### Given entries

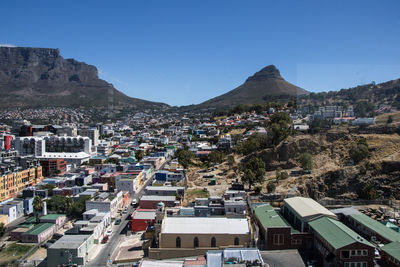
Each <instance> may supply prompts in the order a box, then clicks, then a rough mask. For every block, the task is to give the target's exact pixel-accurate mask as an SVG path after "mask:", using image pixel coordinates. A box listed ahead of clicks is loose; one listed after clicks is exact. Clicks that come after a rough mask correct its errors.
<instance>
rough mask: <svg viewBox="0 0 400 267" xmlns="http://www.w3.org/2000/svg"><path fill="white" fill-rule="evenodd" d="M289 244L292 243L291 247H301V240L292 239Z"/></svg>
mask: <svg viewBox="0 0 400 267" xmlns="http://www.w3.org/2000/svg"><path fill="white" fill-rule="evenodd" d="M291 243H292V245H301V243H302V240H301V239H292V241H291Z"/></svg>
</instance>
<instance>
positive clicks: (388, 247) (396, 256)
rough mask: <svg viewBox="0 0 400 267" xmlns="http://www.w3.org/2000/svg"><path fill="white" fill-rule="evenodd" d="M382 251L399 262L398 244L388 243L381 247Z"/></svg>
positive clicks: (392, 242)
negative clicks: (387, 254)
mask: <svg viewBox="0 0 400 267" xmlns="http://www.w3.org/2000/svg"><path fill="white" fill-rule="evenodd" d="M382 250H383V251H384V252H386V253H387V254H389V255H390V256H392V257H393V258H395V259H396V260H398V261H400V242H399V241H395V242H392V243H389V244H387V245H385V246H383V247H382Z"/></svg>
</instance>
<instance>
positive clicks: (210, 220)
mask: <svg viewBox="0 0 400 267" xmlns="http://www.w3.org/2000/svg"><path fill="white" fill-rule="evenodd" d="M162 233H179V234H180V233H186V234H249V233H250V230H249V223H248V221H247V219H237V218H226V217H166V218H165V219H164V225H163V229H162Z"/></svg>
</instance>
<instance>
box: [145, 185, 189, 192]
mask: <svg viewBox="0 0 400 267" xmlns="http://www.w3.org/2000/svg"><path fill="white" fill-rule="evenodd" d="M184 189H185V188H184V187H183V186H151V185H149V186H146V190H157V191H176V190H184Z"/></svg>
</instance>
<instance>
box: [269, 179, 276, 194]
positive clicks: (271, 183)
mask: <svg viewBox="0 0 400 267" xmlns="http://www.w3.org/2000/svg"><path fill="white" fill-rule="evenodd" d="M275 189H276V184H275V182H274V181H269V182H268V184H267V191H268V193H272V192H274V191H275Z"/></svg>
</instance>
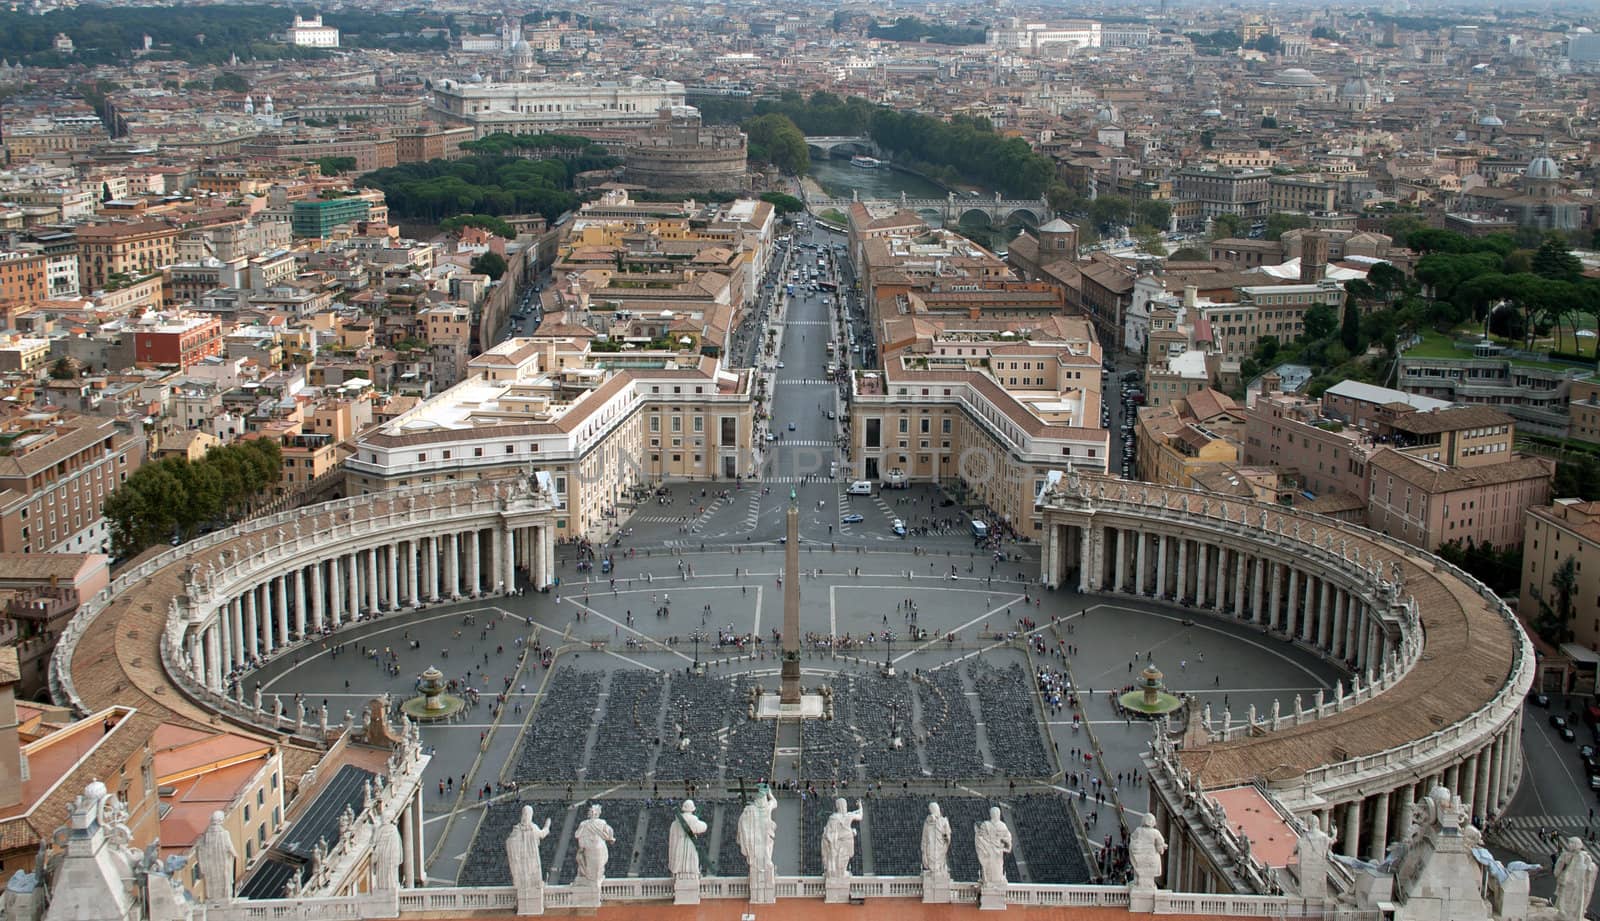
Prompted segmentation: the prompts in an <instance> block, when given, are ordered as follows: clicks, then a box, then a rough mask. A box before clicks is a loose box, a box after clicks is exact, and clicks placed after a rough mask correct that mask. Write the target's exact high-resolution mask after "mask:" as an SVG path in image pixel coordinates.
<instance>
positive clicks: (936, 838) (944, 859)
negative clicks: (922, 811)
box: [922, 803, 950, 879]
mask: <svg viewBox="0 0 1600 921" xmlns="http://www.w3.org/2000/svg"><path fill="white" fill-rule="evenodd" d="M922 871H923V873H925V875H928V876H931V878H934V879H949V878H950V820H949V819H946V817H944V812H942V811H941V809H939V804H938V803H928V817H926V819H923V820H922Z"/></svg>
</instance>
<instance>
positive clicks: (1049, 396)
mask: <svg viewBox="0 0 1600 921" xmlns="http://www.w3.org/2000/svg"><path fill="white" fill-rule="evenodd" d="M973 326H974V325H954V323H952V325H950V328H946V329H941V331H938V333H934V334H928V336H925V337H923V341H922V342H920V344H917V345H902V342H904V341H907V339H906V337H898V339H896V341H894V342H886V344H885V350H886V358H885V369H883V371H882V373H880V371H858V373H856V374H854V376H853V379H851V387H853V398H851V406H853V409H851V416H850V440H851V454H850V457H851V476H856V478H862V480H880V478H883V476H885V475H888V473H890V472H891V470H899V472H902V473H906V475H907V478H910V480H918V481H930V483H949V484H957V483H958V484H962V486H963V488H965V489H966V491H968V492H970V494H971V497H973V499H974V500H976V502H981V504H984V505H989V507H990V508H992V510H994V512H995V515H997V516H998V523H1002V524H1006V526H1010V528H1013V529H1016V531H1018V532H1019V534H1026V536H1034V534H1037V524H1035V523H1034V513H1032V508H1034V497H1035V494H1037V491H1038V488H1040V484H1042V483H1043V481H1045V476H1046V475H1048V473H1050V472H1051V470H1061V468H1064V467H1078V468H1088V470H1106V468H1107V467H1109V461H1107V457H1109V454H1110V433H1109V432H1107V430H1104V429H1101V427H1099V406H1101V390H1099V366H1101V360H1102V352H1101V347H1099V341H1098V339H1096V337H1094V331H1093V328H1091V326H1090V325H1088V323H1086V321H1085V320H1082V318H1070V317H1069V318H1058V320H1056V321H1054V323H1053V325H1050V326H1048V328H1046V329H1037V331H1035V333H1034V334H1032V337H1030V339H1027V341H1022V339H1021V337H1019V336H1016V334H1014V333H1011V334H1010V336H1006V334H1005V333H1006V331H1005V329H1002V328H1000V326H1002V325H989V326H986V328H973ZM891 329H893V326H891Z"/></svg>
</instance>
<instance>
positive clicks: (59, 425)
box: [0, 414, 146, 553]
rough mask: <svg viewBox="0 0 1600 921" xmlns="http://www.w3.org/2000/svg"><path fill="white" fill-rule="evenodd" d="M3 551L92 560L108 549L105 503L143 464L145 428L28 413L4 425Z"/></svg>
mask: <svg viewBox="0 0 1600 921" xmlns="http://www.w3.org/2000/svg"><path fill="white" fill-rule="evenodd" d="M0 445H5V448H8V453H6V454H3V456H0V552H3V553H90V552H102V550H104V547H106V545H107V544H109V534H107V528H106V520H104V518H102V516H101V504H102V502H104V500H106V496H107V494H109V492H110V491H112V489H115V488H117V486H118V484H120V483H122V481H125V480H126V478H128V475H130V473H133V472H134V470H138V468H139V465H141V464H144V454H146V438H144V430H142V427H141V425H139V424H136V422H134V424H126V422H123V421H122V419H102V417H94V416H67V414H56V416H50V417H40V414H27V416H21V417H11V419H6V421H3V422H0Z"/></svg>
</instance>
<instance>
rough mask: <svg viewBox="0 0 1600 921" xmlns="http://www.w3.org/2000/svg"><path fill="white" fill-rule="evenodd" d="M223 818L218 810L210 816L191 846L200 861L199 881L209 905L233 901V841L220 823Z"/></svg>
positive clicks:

### Exercise
In copying the records above, pass over the pictures and keep every other word exactly.

### Solution
Each <instance> may supply prompts in the order a box, then clicks, then a rough mask. For every block, the task is to give the target's exact pixel-accurate mask as an SVG path after "mask:", using image pixel coordinates. A box listed ahead of clicks is loose; one listed after clicks is exact. Clicks that come after a rough mask correct its errors.
<instance>
rough mask: <svg viewBox="0 0 400 267" xmlns="http://www.w3.org/2000/svg"><path fill="white" fill-rule="evenodd" d="M289 244L292 243L291 247H301V240L292 239Z"/></svg>
mask: <svg viewBox="0 0 400 267" xmlns="http://www.w3.org/2000/svg"><path fill="white" fill-rule="evenodd" d="M291 243H292V245H301V243H302V240H301V239H292V241H291Z"/></svg>
</instance>
<instance>
positive clicks: (388, 247) (396, 256)
rough mask: <svg viewBox="0 0 400 267" xmlns="http://www.w3.org/2000/svg"><path fill="white" fill-rule="evenodd" d="M382 251L399 262L398 244L388 243L381 247Z"/></svg>
positive clicks: (392, 242)
negative clicks: (387, 254)
mask: <svg viewBox="0 0 400 267" xmlns="http://www.w3.org/2000/svg"><path fill="white" fill-rule="evenodd" d="M382 250H383V251H384V252H386V253H387V254H389V255H390V256H392V257H393V258H395V259H396V260H398V261H400V242H399V241H395V242H392V243H389V244H387V245H385V246H383V247H382Z"/></svg>
</instance>
<instance>
positive clicks: (210, 220)
mask: <svg viewBox="0 0 400 267" xmlns="http://www.w3.org/2000/svg"><path fill="white" fill-rule="evenodd" d="M162 233H179V234H180V233H186V234H249V233H250V230H249V223H248V221H247V219H237V218H226V217H166V218H165V219H164V225H163V229H162Z"/></svg>
</instance>
<instance>
box: [145, 185, 189, 192]
mask: <svg viewBox="0 0 400 267" xmlns="http://www.w3.org/2000/svg"><path fill="white" fill-rule="evenodd" d="M184 189H185V188H184V187H183V186H151V185H149V186H146V190H157V191H176V190H184Z"/></svg>
</instance>
<instance>
box: [269, 179, 276, 194]
positive clicks: (271, 183)
mask: <svg viewBox="0 0 400 267" xmlns="http://www.w3.org/2000/svg"><path fill="white" fill-rule="evenodd" d="M275 189H276V184H275V182H274V181H269V182H268V184H267V191H268V193H272V192H274V191H275Z"/></svg>
</instance>
Prompted segmentation: the prompts in an <instance> block, when given, are ordered as follows: clicks, then a box, then a rough mask. A box before clicks is a loose box, a box after clicks is exact, and clicks placed after a rough mask correct that mask. Write the target's exact high-resolution mask after "mask:" as an SVG path in image pixel coordinates.
<instance>
positive clicks: (936, 838) (944, 859)
negative clicks: (922, 811)
box: [922, 803, 950, 879]
mask: <svg viewBox="0 0 1600 921" xmlns="http://www.w3.org/2000/svg"><path fill="white" fill-rule="evenodd" d="M922 871H923V873H925V875H928V876H931V878H934V879H949V878H950V820H949V819H946V817H944V812H942V811H941V809H939V804H938V803H928V817H926V819H923V820H922Z"/></svg>
</instance>
<instance>
positive clicks: (1049, 396)
mask: <svg viewBox="0 0 1600 921" xmlns="http://www.w3.org/2000/svg"><path fill="white" fill-rule="evenodd" d="M973 326H974V325H954V323H952V325H950V328H946V329H941V331H938V333H934V334H928V336H925V337H923V341H922V342H920V344H917V345H902V342H904V341H907V339H906V337H898V339H896V341H894V342H886V344H885V350H886V358H885V369H883V371H882V373H880V371H858V373H856V374H854V376H853V379H851V387H853V398H851V406H853V409H851V416H850V440H851V454H850V457H851V476H856V478H862V480H880V478H883V476H885V475H888V473H890V472H891V470H899V472H902V473H906V475H907V478H910V480H918V481H930V483H949V484H957V483H958V484H962V486H963V488H965V489H966V491H968V492H970V494H971V497H973V499H974V500H976V502H981V504H984V505H989V507H990V508H992V510H994V512H995V515H997V516H998V523H1002V524H1006V526H1010V528H1013V529H1016V531H1018V532H1019V534H1026V536H1034V534H1037V524H1035V523H1034V513H1032V508H1034V497H1035V494H1037V491H1038V488H1040V484H1042V483H1043V481H1045V476H1046V475H1048V473H1050V472H1051V470H1061V468H1064V467H1078V468H1088V470H1106V468H1107V467H1109V461H1107V457H1109V454H1110V433H1109V432H1107V430H1104V429H1101V427H1099V406H1101V390H1099V366H1101V360H1102V352H1101V347H1099V341H1098V339H1096V337H1094V331H1093V328H1091V326H1090V325H1088V323H1086V321H1085V320H1082V318H1070V317H1069V318H1058V320H1056V321H1054V323H1053V325H1050V326H1048V328H1046V329H1037V331H1035V333H1034V334H1032V337H1030V339H1027V341H1022V339H1021V337H1019V336H1016V334H1014V333H1011V334H1010V336H1006V334H1005V333H1006V331H1005V329H1002V328H1000V326H1002V325H989V326H986V328H973ZM891 329H893V326H891Z"/></svg>
</instance>
<instance>
positive clicks: (59, 425)
box: [0, 414, 146, 553]
rough mask: <svg viewBox="0 0 1600 921" xmlns="http://www.w3.org/2000/svg"><path fill="white" fill-rule="evenodd" d="M3 551L92 560L108 549L105 503L143 464L145 428L28 413L4 425Z"/></svg>
mask: <svg viewBox="0 0 1600 921" xmlns="http://www.w3.org/2000/svg"><path fill="white" fill-rule="evenodd" d="M0 445H5V448H8V453H6V454H3V456H0V552H3V553H90V552H102V550H104V547H106V545H107V544H109V534H107V528H106V520H104V518H102V516H101V504H102V502H104V500H106V496H107V494H109V492H110V491H112V489H115V488H117V486H118V484H120V483H122V481H125V480H126V478H128V475H130V473H133V472H134V470H138V468H139V465H141V464H144V454H146V438H144V430H142V427H141V425H139V424H136V422H134V424H126V422H123V421H122V419H102V417H94V416H67V414H56V416H50V417H40V414H27V416H21V417H11V419H6V421H3V422H0Z"/></svg>
</instance>
<instance>
rough mask: <svg viewBox="0 0 1600 921" xmlns="http://www.w3.org/2000/svg"><path fill="white" fill-rule="evenodd" d="M223 818L218 810L210 816L191 846L200 861L199 881L209 905L233 901V841L220 823Z"/></svg>
positive clicks:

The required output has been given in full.